■ **WORK REQUIRED**
Nothing in the entries may change when they are transcribed.
+---+
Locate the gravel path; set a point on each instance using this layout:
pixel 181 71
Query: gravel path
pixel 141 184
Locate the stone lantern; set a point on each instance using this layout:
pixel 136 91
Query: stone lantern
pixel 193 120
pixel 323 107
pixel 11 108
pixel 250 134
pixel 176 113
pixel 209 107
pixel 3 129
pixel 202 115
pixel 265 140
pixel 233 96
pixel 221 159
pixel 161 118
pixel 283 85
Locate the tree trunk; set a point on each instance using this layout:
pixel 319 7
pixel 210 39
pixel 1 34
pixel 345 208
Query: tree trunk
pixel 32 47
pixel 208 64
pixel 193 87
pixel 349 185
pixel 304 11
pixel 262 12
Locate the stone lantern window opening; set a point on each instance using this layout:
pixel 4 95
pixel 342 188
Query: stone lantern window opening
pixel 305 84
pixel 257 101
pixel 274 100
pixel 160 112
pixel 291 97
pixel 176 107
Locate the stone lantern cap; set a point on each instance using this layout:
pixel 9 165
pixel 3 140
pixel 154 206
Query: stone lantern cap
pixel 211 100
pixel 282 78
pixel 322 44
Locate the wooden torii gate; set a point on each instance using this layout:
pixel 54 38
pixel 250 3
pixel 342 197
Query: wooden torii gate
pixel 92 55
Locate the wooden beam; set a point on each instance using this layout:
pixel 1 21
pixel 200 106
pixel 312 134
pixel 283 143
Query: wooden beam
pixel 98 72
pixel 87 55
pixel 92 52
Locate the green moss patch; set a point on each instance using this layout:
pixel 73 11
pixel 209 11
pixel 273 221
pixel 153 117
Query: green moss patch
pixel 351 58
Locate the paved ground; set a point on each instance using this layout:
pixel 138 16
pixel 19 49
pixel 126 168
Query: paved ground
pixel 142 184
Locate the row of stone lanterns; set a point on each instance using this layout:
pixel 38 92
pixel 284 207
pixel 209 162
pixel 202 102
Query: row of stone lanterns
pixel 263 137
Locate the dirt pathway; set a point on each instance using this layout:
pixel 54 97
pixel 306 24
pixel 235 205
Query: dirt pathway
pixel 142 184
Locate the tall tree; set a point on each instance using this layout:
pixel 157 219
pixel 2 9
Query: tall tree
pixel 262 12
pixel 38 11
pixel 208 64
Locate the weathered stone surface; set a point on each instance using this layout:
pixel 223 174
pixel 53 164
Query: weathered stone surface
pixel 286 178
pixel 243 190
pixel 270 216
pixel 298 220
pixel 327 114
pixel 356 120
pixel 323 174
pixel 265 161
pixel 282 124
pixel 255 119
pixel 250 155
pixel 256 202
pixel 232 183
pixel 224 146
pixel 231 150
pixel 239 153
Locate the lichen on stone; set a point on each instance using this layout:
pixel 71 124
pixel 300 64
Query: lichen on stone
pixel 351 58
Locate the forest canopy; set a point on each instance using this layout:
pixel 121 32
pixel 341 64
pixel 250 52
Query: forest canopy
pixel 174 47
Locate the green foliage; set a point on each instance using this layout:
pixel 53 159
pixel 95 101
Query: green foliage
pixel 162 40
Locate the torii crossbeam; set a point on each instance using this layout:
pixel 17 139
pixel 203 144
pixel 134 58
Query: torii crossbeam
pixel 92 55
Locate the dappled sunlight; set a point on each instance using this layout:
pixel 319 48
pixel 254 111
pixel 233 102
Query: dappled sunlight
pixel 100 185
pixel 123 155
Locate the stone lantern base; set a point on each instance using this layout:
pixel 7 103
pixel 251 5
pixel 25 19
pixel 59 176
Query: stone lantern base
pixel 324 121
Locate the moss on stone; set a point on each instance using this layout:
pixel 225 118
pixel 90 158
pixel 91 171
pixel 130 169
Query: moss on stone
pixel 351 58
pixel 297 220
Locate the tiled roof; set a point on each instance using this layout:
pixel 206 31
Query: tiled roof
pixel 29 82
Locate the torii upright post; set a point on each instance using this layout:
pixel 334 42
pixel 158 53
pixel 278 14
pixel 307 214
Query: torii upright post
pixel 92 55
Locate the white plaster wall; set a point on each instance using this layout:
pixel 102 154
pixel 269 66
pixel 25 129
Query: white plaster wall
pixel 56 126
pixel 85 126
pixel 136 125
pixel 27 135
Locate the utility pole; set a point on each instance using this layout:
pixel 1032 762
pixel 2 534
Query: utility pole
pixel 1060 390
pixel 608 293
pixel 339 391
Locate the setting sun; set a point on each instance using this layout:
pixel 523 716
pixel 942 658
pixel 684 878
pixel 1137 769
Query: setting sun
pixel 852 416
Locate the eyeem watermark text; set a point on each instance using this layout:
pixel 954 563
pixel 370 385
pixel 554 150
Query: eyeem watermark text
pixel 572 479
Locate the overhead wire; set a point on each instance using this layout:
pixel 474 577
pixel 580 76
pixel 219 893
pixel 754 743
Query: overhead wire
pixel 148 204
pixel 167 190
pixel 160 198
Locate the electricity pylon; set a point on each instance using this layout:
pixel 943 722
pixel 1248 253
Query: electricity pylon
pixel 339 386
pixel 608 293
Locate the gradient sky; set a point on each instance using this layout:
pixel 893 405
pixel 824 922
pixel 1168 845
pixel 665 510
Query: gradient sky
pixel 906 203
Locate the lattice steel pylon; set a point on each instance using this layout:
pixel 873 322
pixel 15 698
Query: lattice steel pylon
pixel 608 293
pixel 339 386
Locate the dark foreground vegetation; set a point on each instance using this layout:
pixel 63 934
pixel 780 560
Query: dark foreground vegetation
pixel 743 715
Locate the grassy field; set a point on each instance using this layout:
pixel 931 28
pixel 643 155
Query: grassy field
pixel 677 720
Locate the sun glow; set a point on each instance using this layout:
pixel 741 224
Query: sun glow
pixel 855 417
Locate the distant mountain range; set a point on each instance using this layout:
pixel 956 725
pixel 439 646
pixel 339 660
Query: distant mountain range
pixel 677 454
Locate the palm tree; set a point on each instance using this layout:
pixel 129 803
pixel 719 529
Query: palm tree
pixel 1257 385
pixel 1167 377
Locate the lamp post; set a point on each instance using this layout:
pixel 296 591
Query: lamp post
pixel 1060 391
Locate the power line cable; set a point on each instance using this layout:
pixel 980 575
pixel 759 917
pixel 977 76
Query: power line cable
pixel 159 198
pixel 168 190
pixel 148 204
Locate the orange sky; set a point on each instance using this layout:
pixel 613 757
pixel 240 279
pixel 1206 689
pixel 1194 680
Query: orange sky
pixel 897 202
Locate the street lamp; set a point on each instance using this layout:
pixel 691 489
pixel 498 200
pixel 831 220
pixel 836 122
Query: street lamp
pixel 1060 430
+---+
■ **ANSWER AREA**
Locate the gravel path; set a point on each instance using this layout:
pixel 181 71
Query: gravel path
pixel 141 184
Locate the stone lantern; set a point on each instance using this layout:
pixel 136 91
Query: stone lantern
pixel 193 120
pixel 323 107
pixel 11 108
pixel 250 134
pixel 176 113
pixel 209 107
pixel 3 129
pixel 202 115
pixel 265 140
pixel 233 96
pixel 221 159
pixel 161 118
pixel 283 85
Locate the tree trunk; set a point on each instance using this layout:
pixel 319 7
pixel 210 39
pixel 1 34
pixel 345 208
Query: tree trunk
pixel 32 47
pixel 208 64
pixel 193 87
pixel 349 185
pixel 304 11
pixel 262 12
Locate the stone lantern window opening; set a point on each instance using this layout:
pixel 4 95
pixel 342 188
Query: stone lantern window opening
pixel 305 84
pixel 257 101
pixel 274 100
pixel 160 112
pixel 291 97
pixel 176 107
Locate the stone lantern cap; set a point on each instance using this layout:
pixel 9 165
pixel 3 140
pixel 154 206
Query: stone lantern cap
pixel 211 100
pixel 282 78
pixel 322 44
Locate the wooden torii gate; set a point on each instance using this layout:
pixel 54 38
pixel 250 3
pixel 342 197
Query: wooden torii gate
pixel 92 55
Locate the wooden beam; set a point on each instance using this layout:
pixel 1 21
pixel 200 106
pixel 312 134
pixel 283 143
Query: wooden beam
pixel 98 72
pixel 87 55
pixel 92 52
Locate the green moss patch; set a point on each instance using this layout:
pixel 73 11
pixel 209 11
pixel 273 221
pixel 153 117
Query: green moss patch
pixel 351 58
Locate the paved ground; set a point on each instance using this layout:
pixel 138 16
pixel 19 49
pixel 126 168
Query: paved ground
pixel 142 184
Locate the row of stone lanterns; set a point on each instance using this layout:
pixel 38 92
pixel 284 207
pixel 209 162
pixel 202 102
Query: row of stone lanterns
pixel 263 137
Locate the dirt pathway; set a point on each instance using this layout:
pixel 54 97
pixel 306 24
pixel 235 205
Query: dirt pathway
pixel 142 184
Locate the tall tree; set a point on each instance using this layout:
pixel 157 219
pixel 2 9
Query: tall tree
pixel 262 12
pixel 38 11
pixel 208 64
Locate the weathered stone surface; set a point on each instance using this layout:
pixel 223 174
pixel 53 164
Query: weathered stone surface
pixel 286 178
pixel 243 190
pixel 270 216
pixel 298 220
pixel 327 114
pixel 356 120
pixel 323 174
pixel 265 161
pixel 282 124
pixel 255 119
pixel 250 155
pixel 256 202
pixel 232 183
pixel 224 146
pixel 231 150
pixel 239 153
Locate the lichen on stone; set a point on each instance using this layout:
pixel 71 124
pixel 300 64
Query: lichen on stone
pixel 351 58
Locate the forest canopy; set a point on each instance using this layout:
pixel 121 32
pixel 341 64
pixel 250 52
Query: forest canopy
pixel 174 47
Locate the green foliage; set a point on each instance using this layout:
pixel 53 159
pixel 95 101
Query: green foliage
pixel 162 40
Locate the torii crossbeam; set a point on each instance using this layout:
pixel 17 139
pixel 203 144
pixel 134 58
Query: torii crossbeam
pixel 92 55
Locate the dappled sunlight; set a point on each instance using this layout:
pixel 319 48
pixel 254 111
pixel 233 102
Query: dappled sunlight
pixel 100 185
pixel 123 155
Locate the stone lantern base; set a point on each instance using this layout:
pixel 7 103
pixel 251 5
pixel 25 19
pixel 59 176
Query: stone lantern base
pixel 324 121
Locate the moss on stone; set a point on each instance using this layout:
pixel 225 118
pixel 90 158
pixel 91 171
pixel 130 169
Query: moss on stone
pixel 351 58
pixel 297 220
Locate the tiled roof; set a point on each instance using this layout:
pixel 206 31
Query: tiled roof
pixel 29 82
Locate the torii upright post; set a point on each instance using this layout:
pixel 334 42
pixel 158 53
pixel 278 14
pixel 307 214
Query: torii upright post
pixel 92 55
Locate the white plaster wall; set a point on each instance using this layout:
pixel 102 154
pixel 269 66
pixel 25 129
Query: white plaster wall
pixel 56 126
pixel 85 126
pixel 136 125
pixel 27 135
Locate the utility pole; set a point on each instance using this layout:
pixel 1032 762
pixel 2 534
Query: utility pole
pixel 1060 390
pixel 608 293
pixel 339 391
Locate the setting sun; set a point on each instance using this layout:
pixel 523 716
pixel 942 658
pixel 684 878
pixel 1137 769
Query: setting sun
pixel 852 416
Locate the eyeem watermark text; set a point on each instance using this layout:
pixel 954 563
pixel 370 385
pixel 554 150
Query: eyeem watermark text
pixel 572 479
Locate the overhead wire; set a point on each instance using this layout:
pixel 474 577
pixel 580 76
pixel 219 893
pixel 754 743
Query: overhead wire
pixel 148 204
pixel 167 190
pixel 160 198
Locate the electricity pylon; set a point on each instance using this layout:
pixel 943 722
pixel 1248 253
Query: electricity pylon
pixel 339 386
pixel 608 293
Locate the gradient sky; set a point on each instance using this layout:
pixel 893 405
pixel 824 922
pixel 1168 845
pixel 665 510
Query: gradient sky
pixel 906 203
Locate the lattice steel pylon; set a point on each instance using this layout:
pixel 873 322
pixel 15 698
Query: lattice steel pylon
pixel 608 293
pixel 339 386
Locate the dark foreground vegetation; set a point on each instance using this layout:
pixel 63 934
pixel 780 560
Query: dark foreground vegetation
pixel 743 715
Locate the grassy field; set a point on each instance using this layout:
pixel 931 28
pixel 643 155
Query: grassy field
pixel 677 720
Locate the sun glow; set a point on each instance using this layout:
pixel 741 224
Query: sun glow
pixel 855 417
Locate the distant mountain range; set a point on each instance using this layout:
pixel 956 725
pixel 439 646
pixel 339 660
Query: distant mountain range
pixel 677 454
Locate the palm tree; set a point on each instance using this layout:
pixel 129 803
pixel 719 529
Query: palm tree
pixel 1257 385
pixel 1167 377
Locate the lamp post; set a point on each instance using this layout:
pixel 296 591
Query: lamp post
pixel 1060 391
Locate the power line cable; set a point on each instance using this layout:
pixel 980 575
pixel 759 917
pixel 977 76
Query: power line cable
pixel 159 198
pixel 168 190
pixel 148 204
Locate the orange sky; set a point on each instance using this layout:
pixel 613 757
pixel 240 279
pixel 1206 689
pixel 1194 680
Query: orange sky
pixel 897 202
Locate the street lamp; set a point on each instance using this layout:
pixel 691 489
pixel 498 200
pixel 831 220
pixel 836 122
Query: street lamp
pixel 1060 430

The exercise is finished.